• [Task instructions]: Repeat the records below exactly as they appear.

• [Listed records]:
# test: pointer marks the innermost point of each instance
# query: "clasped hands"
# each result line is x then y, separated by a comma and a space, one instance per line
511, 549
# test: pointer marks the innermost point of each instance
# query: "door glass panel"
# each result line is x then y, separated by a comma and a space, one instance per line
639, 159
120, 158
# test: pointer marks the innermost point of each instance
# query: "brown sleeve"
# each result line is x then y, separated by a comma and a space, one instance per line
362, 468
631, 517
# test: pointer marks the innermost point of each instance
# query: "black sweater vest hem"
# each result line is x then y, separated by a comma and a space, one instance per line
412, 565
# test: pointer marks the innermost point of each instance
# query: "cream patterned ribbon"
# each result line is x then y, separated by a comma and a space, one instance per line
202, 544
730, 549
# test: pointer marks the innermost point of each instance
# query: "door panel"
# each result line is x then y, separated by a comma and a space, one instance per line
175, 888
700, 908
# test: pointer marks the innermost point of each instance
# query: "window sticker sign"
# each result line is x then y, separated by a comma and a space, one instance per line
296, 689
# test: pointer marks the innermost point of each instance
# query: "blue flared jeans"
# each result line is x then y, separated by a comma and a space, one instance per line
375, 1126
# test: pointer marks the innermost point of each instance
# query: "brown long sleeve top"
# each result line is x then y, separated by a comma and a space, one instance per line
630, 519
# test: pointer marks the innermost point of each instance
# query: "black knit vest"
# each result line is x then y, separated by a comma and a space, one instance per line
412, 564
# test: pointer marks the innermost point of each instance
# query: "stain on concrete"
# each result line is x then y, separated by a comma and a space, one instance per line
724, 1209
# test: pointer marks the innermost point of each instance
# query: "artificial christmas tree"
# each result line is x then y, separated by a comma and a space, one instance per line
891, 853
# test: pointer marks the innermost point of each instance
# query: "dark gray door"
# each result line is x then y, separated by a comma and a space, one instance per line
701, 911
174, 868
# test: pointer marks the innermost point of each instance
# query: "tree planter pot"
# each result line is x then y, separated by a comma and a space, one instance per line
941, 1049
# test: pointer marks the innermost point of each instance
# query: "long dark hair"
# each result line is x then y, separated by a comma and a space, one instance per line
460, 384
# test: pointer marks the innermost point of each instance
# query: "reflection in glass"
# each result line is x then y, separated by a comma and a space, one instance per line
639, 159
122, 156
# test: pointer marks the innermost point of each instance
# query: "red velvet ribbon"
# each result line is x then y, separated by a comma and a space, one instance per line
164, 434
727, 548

• [Full answer]:
# test: pointer marks the innermost point of each instance
# query: "clasped hands"
# each result line is x then y, separated by a comma and a space, one instance per line
511, 549
# test: pointer marks the innermost point of each instance
# query: "door glass panel"
# each result line is x then y, separated by a comma and a space, one instance per line
639, 159
120, 158
# test: pointer marks the innermost point of each instance
# query: "brown sleeve"
# each result line is x then y, separated by a comma and a space, one instance per line
362, 468
631, 517
# test: pointer marks the innermost point of each instance
# query: "black sweater vest hem"
# each result line is x then y, separated by a comma and a space, one instance per line
412, 565
# test: pointer marks the innermost point of each instance
# query: "cream patterned ribbon"
# each result line is x then y, separated by a comma and a space, one instance per line
202, 544
730, 549
# test: pointer marks the innermost point of each instance
# query: "door panel"
# each result line is x then y, separated by a comma and a space, one instance per line
175, 888
700, 908
# test: pointer marks the innermost point of each instance
# query: "window sticker sign"
# each result line is x then y, separated by a comma and a space, one instance per line
296, 689
# test: pointer marks the innermost point of each instance
# query: "blue flared jeans"
# each result line is x then y, separated by a comma and a space, one instance per line
375, 1126
# test: pointer marks the innermost point of each instance
# query: "brown long sleeve top"
# each result line is x then y, separated by a comma and a space, one instance per line
630, 519
# test: pointer marks the innermost point of each instance
# query: "black knit vest"
# each result line is x then y, separated by a comma and a space, one instance per line
412, 564
# test: pointer marks the innermost point of each instance
# query: "stain on concrete"
# each result line is x then y, separated by a comma and a space, one instance per line
724, 1209
# test: pointer marks the innermost point of each instance
# query: "artificial christmas tree"
# each result line is x then y, separated by a comma and a space, one instance per line
891, 853
# test: pointer marks the innermost point of each instance
# query: "dark gray door"
# each result line is x then y, separated by a comma and a space, one instance per line
701, 911
174, 868
# test: pointer marks the innermost point of each instance
# query: "tree planter pot"
# each result line is x then y, separated by a comma and a space, one instance per line
941, 1049
# test: pointer marks the innermost point of each instance
# query: "long dark hair"
# each result line is x then y, separated by a comma and a space, one instance per line
460, 384
# test: pointer marks the innermost point of each instance
# query: "reflection in glass"
# each result line is x then y, separated by a comma and a space, one instance per line
639, 159
122, 156
# test: pointer marks the innermost point of each instance
# query: "red velvet ribbon"
# each result line is x then y, separated by a comma and a space, one instance per line
164, 434
727, 548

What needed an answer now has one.